Текст документа
========

Так говорил Бисмарк!
Шрифт:
Он рассказал затем, как старый Кнезебек однажды, к общему удивлению, встал в государственном совете и попросил слова. Прошло несколько времени, и он все еще ничего не сказал; в эту минуту кто-то кашлянул. Тогда он проговорил: «Прошу не прерывать меня». Затем он постоял еще в течение нескольких минут и, заметив с досадой: «Ну вот я и позабыл, что хотел сказать», уселся на свое место.
Речь коснулась Наполеона III, и шеф высказал мнение, что это ограниченный человек.
– Наполеон, – продолжал он, – гораздо добродушнее, нежели вы думаете, и совсем не так умен, как это все привыкли думать.
– То есть, – вставил Лендорф, – это то же, что говорили о первом Наполеоне, – добрый малый, но болван.

========

Задание
Что, согласно тексту документа, произнес старый Кнезебек в государственном совете, когда кто-то кашлянул?

Записи с разметкой координат
========

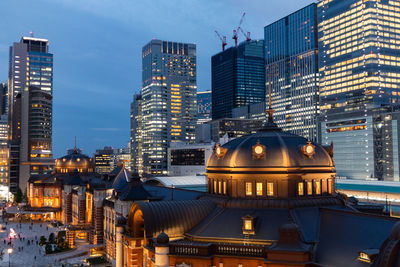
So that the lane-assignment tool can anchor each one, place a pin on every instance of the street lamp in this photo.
(9, 251)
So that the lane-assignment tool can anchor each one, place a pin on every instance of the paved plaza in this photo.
(32, 255)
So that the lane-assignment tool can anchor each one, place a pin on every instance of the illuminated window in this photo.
(301, 189)
(270, 189)
(259, 189)
(318, 188)
(248, 224)
(224, 188)
(249, 189)
(309, 188)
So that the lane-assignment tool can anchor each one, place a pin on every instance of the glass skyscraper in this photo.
(169, 110)
(291, 58)
(30, 110)
(238, 78)
(203, 107)
(359, 54)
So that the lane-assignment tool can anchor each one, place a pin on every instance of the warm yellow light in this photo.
(258, 150)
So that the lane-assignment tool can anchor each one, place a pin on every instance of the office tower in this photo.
(136, 134)
(30, 110)
(291, 58)
(102, 160)
(3, 98)
(366, 144)
(168, 100)
(238, 78)
(203, 107)
(121, 156)
(4, 150)
(359, 55)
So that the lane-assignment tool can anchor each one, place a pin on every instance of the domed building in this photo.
(271, 201)
(75, 162)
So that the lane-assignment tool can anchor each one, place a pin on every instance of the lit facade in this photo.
(168, 100)
(203, 107)
(366, 143)
(30, 82)
(359, 63)
(102, 160)
(291, 58)
(237, 78)
(271, 202)
(137, 134)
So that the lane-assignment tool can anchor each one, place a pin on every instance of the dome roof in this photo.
(277, 149)
(75, 160)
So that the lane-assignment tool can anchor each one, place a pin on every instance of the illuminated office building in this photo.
(136, 134)
(203, 107)
(291, 58)
(359, 60)
(30, 110)
(168, 100)
(237, 78)
(102, 160)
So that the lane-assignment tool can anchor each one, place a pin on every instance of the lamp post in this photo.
(9, 251)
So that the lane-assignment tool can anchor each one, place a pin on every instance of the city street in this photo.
(32, 254)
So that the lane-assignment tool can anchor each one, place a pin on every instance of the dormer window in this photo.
(249, 189)
(248, 225)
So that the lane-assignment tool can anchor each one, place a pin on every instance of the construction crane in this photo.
(246, 35)
(223, 40)
(235, 32)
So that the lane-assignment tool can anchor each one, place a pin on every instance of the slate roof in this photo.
(173, 217)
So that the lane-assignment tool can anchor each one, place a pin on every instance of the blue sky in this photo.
(97, 52)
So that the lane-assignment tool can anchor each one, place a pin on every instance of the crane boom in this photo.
(223, 40)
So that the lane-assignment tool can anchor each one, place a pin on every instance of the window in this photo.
(259, 189)
(249, 189)
(329, 182)
(270, 189)
(318, 188)
(248, 225)
(301, 189)
(309, 188)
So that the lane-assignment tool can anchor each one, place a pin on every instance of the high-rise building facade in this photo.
(291, 58)
(238, 78)
(203, 107)
(136, 134)
(359, 55)
(30, 91)
(168, 100)
(102, 160)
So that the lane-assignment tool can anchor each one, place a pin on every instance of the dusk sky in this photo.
(97, 52)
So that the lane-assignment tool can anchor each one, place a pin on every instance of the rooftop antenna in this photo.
(270, 110)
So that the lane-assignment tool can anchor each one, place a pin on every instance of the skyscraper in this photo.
(137, 134)
(203, 106)
(238, 78)
(291, 58)
(359, 55)
(30, 110)
(168, 100)
(359, 77)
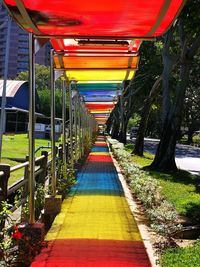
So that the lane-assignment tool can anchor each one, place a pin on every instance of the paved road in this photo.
(187, 157)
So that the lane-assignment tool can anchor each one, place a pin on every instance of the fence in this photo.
(42, 163)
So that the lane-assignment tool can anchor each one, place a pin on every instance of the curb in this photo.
(134, 209)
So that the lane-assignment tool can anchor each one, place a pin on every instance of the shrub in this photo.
(162, 214)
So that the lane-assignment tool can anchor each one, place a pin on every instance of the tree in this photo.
(42, 79)
(181, 45)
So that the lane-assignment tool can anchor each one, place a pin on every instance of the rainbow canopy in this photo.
(96, 42)
(124, 19)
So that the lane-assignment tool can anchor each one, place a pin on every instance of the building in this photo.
(18, 52)
(17, 105)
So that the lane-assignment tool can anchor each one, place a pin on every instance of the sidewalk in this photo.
(95, 227)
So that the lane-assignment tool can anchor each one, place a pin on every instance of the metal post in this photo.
(71, 125)
(75, 126)
(64, 128)
(31, 128)
(79, 129)
(53, 137)
(3, 99)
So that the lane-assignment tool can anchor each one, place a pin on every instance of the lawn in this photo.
(16, 146)
(180, 188)
(182, 257)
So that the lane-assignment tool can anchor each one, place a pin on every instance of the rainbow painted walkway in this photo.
(95, 227)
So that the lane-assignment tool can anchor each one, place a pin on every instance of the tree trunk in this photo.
(122, 134)
(139, 142)
(115, 129)
(165, 154)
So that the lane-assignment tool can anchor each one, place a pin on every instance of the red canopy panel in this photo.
(100, 106)
(78, 46)
(96, 62)
(106, 18)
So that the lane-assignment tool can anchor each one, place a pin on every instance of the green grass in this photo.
(16, 146)
(180, 188)
(182, 257)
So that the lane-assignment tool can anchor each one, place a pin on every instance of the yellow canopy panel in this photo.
(100, 75)
(91, 61)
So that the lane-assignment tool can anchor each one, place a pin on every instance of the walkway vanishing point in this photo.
(95, 227)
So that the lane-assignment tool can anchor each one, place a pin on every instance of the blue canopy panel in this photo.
(98, 93)
(99, 98)
(98, 86)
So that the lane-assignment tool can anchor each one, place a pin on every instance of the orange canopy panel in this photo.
(95, 46)
(103, 19)
(90, 61)
(103, 106)
(100, 75)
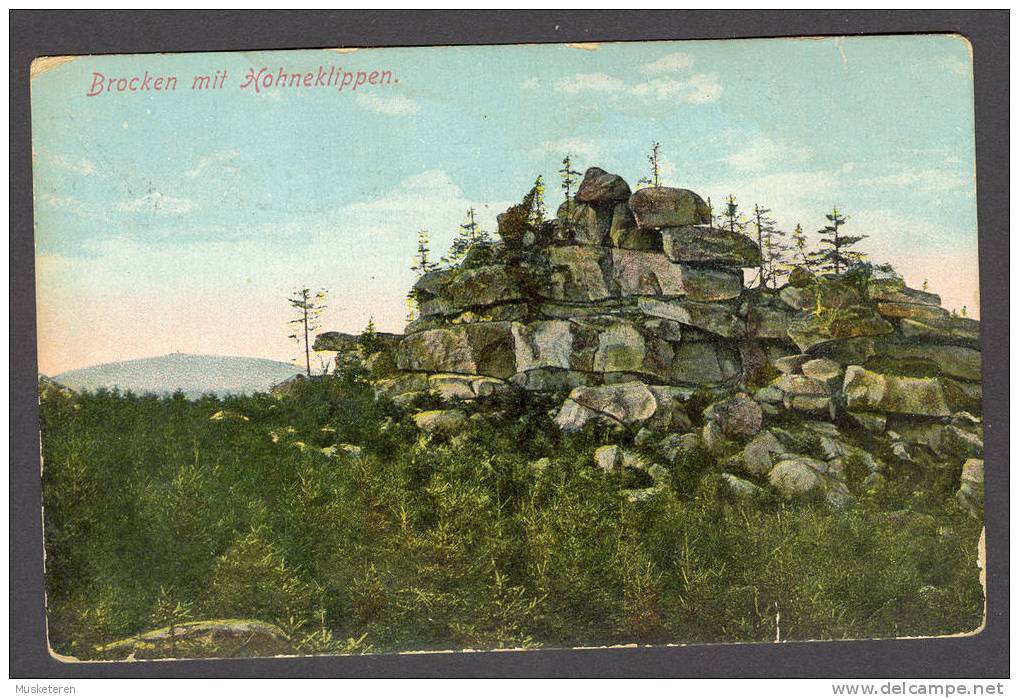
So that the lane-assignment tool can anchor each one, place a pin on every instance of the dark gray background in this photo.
(58, 33)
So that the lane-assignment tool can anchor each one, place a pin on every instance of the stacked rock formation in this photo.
(628, 303)
(620, 287)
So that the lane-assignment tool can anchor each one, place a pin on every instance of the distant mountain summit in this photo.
(193, 374)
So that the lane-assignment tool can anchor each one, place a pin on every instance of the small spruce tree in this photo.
(538, 212)
(773, 249)
(568, 175)
(469, 234)
(836, 255)
(654, 160)
(422, 260)
(800, 253)
(732, 218)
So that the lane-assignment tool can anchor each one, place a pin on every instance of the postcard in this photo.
(525, 346)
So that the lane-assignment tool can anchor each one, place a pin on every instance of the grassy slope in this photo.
(462, 543)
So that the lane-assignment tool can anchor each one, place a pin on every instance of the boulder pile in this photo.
(629, 303)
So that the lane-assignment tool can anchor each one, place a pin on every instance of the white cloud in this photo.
(577, 147)
(590, 82)
(84, 166)
(157, 202)
(220, 158)
(703, 89)
(390, 105)
(674, 62)
(697, 89)
(762, 152)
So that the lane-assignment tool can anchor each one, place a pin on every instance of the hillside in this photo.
(194, 374)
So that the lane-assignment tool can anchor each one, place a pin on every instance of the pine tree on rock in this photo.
(309, 309)
(801, 256)
(732, 219)
(773, 249)
(837, 257)
(537, 196)
(568, 175)
(422, 260)
(653, 159)
(469, 234)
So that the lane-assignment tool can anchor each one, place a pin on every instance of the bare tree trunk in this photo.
(308, 354)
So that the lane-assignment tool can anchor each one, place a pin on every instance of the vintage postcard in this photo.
(367, 351)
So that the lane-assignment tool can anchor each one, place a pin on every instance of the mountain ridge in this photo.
(194, 374)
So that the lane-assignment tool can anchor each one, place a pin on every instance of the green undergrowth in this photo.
(503, 535)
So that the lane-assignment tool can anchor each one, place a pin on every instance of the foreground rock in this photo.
(970, 493)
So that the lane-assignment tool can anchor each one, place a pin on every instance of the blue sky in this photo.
(179, 221)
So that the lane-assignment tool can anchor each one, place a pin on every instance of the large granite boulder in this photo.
(657, 207)
(584, 223)
(484, 286)
(739, 418)
(485, 349)
(869, 391)
(708, 317)
(599, 186)
(700, 363)
(844, 323)
(578, 274)
(707, 245)
(799, 476)
(623, 404)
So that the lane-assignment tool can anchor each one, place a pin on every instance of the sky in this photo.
(181, 220)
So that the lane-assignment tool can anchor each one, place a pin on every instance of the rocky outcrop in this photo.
(628, 303)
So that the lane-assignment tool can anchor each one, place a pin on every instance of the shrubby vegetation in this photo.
(502, 535)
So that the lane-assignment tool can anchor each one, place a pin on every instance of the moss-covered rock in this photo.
(707, 245)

========

Ответ
Он произнес: «Прошу не прерывать меня».